To do - Whenever the word "water" turns up in a line below, that line should be copied.

-*-*-

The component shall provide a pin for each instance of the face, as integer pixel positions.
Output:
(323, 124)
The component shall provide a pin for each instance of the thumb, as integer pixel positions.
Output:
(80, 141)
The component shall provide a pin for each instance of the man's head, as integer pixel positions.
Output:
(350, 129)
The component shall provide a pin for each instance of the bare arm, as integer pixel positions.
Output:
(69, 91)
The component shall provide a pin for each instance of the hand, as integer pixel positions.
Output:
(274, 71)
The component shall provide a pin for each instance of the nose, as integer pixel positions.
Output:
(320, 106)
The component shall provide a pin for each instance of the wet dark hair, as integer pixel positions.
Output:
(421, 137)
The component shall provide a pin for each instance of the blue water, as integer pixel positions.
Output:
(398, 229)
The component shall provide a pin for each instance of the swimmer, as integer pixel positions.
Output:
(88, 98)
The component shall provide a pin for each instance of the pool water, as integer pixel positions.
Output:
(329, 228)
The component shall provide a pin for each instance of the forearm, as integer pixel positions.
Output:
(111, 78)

-*-*-

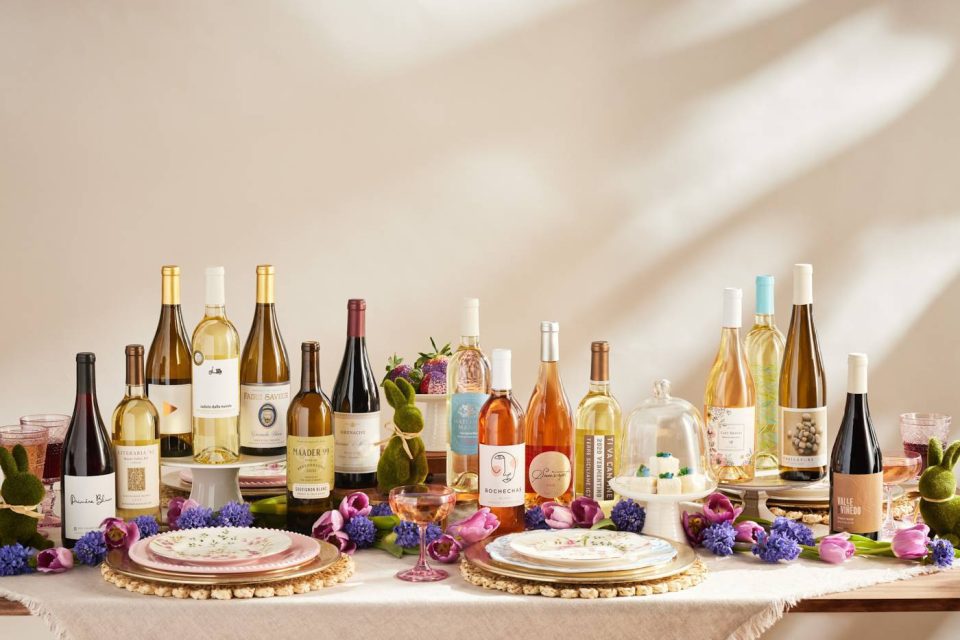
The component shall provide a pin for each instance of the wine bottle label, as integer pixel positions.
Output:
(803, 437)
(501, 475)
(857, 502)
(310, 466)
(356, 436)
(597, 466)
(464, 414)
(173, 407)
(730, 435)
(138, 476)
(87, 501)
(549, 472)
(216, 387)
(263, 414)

-*-*-

Expected output -
The component shall provide a pin for each instance of the blue water, as integer pixel positions.
The component shall provide a pin for each instance of the pool water, as integer pixel positions.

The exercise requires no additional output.